Consigne: Présente toutes les lignes des entrées ci-dessous sous forme de tableau Markdown à deux colonnes, « Numéro » et « Ligne », en sautant les lignes vides. Les images ne doivent pas figurer dans ta réponse.

(Entrées de données)
· · · ·
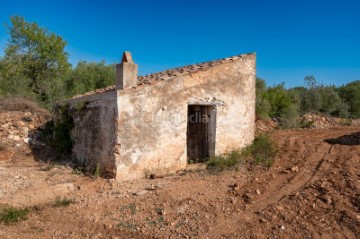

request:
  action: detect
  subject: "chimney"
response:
[116,51,138,90]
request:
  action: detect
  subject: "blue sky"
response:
[0,0,360,87]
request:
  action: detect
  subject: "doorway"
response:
[187,105,216,163]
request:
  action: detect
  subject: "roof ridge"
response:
[69,53,253,99]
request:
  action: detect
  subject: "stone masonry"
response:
[55,52,256,181]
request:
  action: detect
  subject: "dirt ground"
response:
[0,109,360,239]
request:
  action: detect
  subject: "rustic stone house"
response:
[55,52,256,180]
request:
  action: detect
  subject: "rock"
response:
[133,190,148,196]
[1,124,9,129]
[24,138,31,144]
[290,166,299,172]
[17,121,26,127]
[54,183,75,193]
[13,135,21,141]
[21,127,29,135]
[21,116,32,123]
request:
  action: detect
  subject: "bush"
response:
[0,207,29,224]
[206,150,242,171]
[207,134,278,171]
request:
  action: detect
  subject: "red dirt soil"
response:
[0,109,360,238]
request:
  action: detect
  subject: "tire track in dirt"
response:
[252,138,333,212]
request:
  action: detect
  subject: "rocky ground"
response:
[0,100,360,238]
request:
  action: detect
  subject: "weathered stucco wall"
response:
[63,90,116,177]
[115,54,256,180]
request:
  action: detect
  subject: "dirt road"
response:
[0,124,360,238]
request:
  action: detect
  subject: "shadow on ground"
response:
[324,132,360,145]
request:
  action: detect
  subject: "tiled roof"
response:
[67,54,247,99]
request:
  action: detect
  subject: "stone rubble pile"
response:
[0,111,45,145]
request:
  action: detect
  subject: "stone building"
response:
[55,52,256,180]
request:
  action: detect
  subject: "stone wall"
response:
[115,54,256,180]
[62,90,116,177]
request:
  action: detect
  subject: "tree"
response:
[338,80,360,118]
[67,61,115,96]
[301,76,321,112]
[0,16,70,106]
[255,78,271,118]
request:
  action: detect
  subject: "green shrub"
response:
[0,207,29,224]
[206,134,278,171]
[206,150,241,171]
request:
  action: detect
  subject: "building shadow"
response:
[324,132,360,145]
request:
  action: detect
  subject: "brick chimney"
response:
[116,51,138,90]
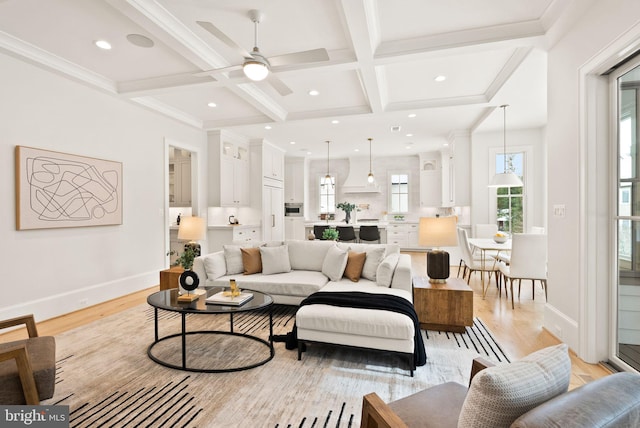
· · · ·
Solution:
| Numéro | Ligne |
|---|---|
| 1 | request: |
| 2 |   action: detect |
| 3 |   subject: "chimney" |
| 4 | response: |
| 5 | [116,51,138,90] |
| 6 | request: |
| 7 |   action: detect |
| 8 |   subject: "blue sky" |
| 9 | response: |
| 10 | [0,0,360,87] |
| 11 | request: |
| 12 |   action: detect |
| 13 |   subject: "doorway" |
| 14 | response: |
| 15 | [187,105,216,163] |
| 16 | request: |
| 17 |   action: detect |
| 18 |   subject: "roof ridge" |
| 19 | response: |
| 20 | [69,53,253,99] |
| 21 | request: |
| 22 |   action: detect |
| 23 |   subject: "stone masonry" |
| 24 | response: |
| 25 | [55,52,256,181] |
| 26 | request: |
| 27 |   action: detect |
| 28 |   subject: "dirt ground" |
| 29 | response: |
| 30 | [0,109,360,239] |
| 31 | request: |
| 32 |   action: detect |
| 33 |   subject: "rustic stone house" |
| 34 | response: |
| 35 | [55,52,256,180] |
| 36 | request: |
| 37 |   action: detect |
| 38 |   subject: "rock" |
| 39 | response: |
| 40 | [133,190,148,196] |
| 41 | [1,124,9,129] |
| 42 | [24,138,31,144] |
| 43 | [290,166,299,172] |
| 44 | [17,121,26,127] |
| 45 | [54,183,75,193] |
| 46 | [13,135,21,141] |
| 47 | [21,127,29,135] |
| 48 | [21,116,32,123] |
| 49 | request: |
| 50 |   action: detect |
| 51 |   subject: "bush" |
| 52 | response: |
| 53 | [0,207,29,224] |
| 54 | [206,150,242,171] |
| 55 | [207,134,278,171] |
| 56 | request: |
| 57 |   action: detect |
| 58 |   subject: "red dirt soil" |
| 59 | response: |
| 60 | [0,109,360,238] |
| 61 | request: |
| 62 |   action: detect |
| 63 |   subject: "tire track in dirt" |
| 64 | response: |
| 65 | [252,138,333,212] |
| 66 | request: |
| 67 |   action: detect |
| 68 |   subject: "rocky ground" |
| 69 | response: |
| 70 | [0,100,360,238] |
| 71 | request: |
| 72 |   action: detect |
| 73 |   subject: "weathered stucco wall" |
| 74 | response: |
| 75 | [63,90,116,177] |
| 76 | [115,54,256,180] |
| 77 | request: |
| 78 |   action: detect |
| 79 |   subject: "dirt road" |
| 80 | response: |
| 81 | [0,124,360,238] |
| 82 | request: |
| 83 |   action: detect |
| 84 |   subject: "shadow on ground" |
| 85 | response: |
| 86 | [324,132,360,145] |
| 87 | request: |
| 88 |   action: detect |
| 89 |   subject: "tiled roof" |
| 90 | response: |
| 91 | [67,54,247,99] |
| 92 | request: |
| 93 |   action: detect |
| 94 |   subject: "stone rubble pile" |
| 95 | response: |
| 96 | [0,111,45,145] |
| 97 | request: |
| 98 |   action: detect |
| 99 |   subject: "stone building" |
| 100 | response: |
| 101 | [55,52,256,180] |
| 102 | request: |
| 103 |   action: detect |
| 104 |   subject: "stone wall" |
| 105 | response: |
| 106 | [115,54,256,180] |
| 107 | [62,90,116,177] |
| 108 | request: |
| 109 |   action: detect |
| 110 |   subject: "tree" |
| 111 | response: |
| 112 | [338,80,360,118] |
| 113 | [67,61,115,96] |
| 114 | [301,76,321,112] |
| 115 | [0,16,70,106] |
| 116 | [255,78,271,118] |
| 117 | request: |
| 118 |   action: detect |
| 119 |   subject: "green shrub" |
| 120 | response: |
| 121 | [0,207,29,224] |
| 122 | [206,134,278,171] |
| 123 | [206,150,241,171] |
| 124 | request: |
| 125 |   action: detect |
| 126 |   subject: "building shadow" |
| 127 | response: |
| 128 | [324,132,360,145] |
| 129 | request: |
| 130 |   action: detect |
| 131 |   subject: "brick chimney" |
| 132 | response: |
| 133 | [116,51,138,90] |